[START TEXT PROVIDED]
# Purpose of dog boxes?



## JohnBenoit09 (Mar 9, 2010)

I have always wanted to hear the main reasons behind a dog box in the truck bed. I can understand to use them for a pack of dogs like beagles or hog dogs, but why for 1 or 2 dogs? I just tie mine down with chains in the truck bed. I can also think of them to help keep dogs warm during cold months? Im not trying to say anything negative things about the use of boxes, I just wanted to know some of yalls logic behind them for a reason why I may need one. Thanks!


----------



## 91xjgawes (Mar 9, 2010)

Lots of reasons...

If you travel long trips it comes in handy.

If you do a lot of traveling up north it comes in handy not only because it will keep your dog warm, but wherever you are staying may not have kennels, and a nice warm dog box is good shelter out of the weather.
[END TEXT PROVIDED]
[START GIVEN INFORMATION]
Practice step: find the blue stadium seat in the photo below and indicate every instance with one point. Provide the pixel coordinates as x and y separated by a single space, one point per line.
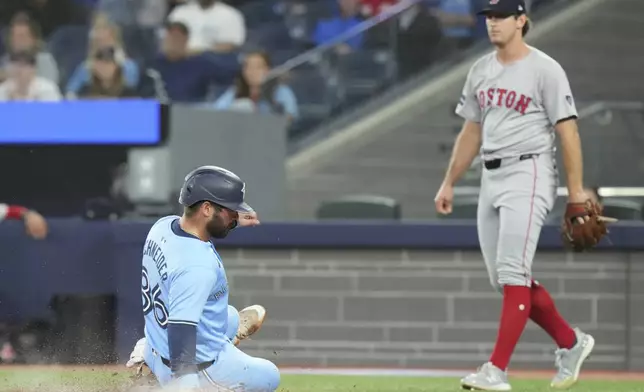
364 73
68 45
259 12
302 17
281 56
316 97
270 36
141 44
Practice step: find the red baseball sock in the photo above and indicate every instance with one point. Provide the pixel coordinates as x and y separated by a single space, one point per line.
545 314
514 317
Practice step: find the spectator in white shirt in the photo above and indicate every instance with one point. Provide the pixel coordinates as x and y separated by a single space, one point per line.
213 25
23 83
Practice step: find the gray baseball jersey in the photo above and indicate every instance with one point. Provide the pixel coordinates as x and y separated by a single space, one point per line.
[END GIVEN INFORMATION]
» DIRECTIONS
1. Edit the dog box thread, starting at "If you travel" and ending at "of the weather.", so that "handy" is replaced by "useful".
2. Answer these questions using the dog box thread.
(a) What does the first poster use to tie down dogs in the truck bed?
(b) For which kinds of dog packs does the first poster say a box makes sense?
(c) According to the reply, what might a place to stay up north not have?
These rows are separate material, unrelated to the dog box thread.

» RESULTS IN ORDER
1.
If you travel long trips it comes in useful.

If you do a lot of traveling up north it comes in useful not only because it will keep your dog warm, but wherever you are staying may not have kennels, and a nice warm dog box is good shelter out of the weather.

2.
(a) Chains.
(b) Packs of dogs like beagles or hog dogs.
(c) Kennels.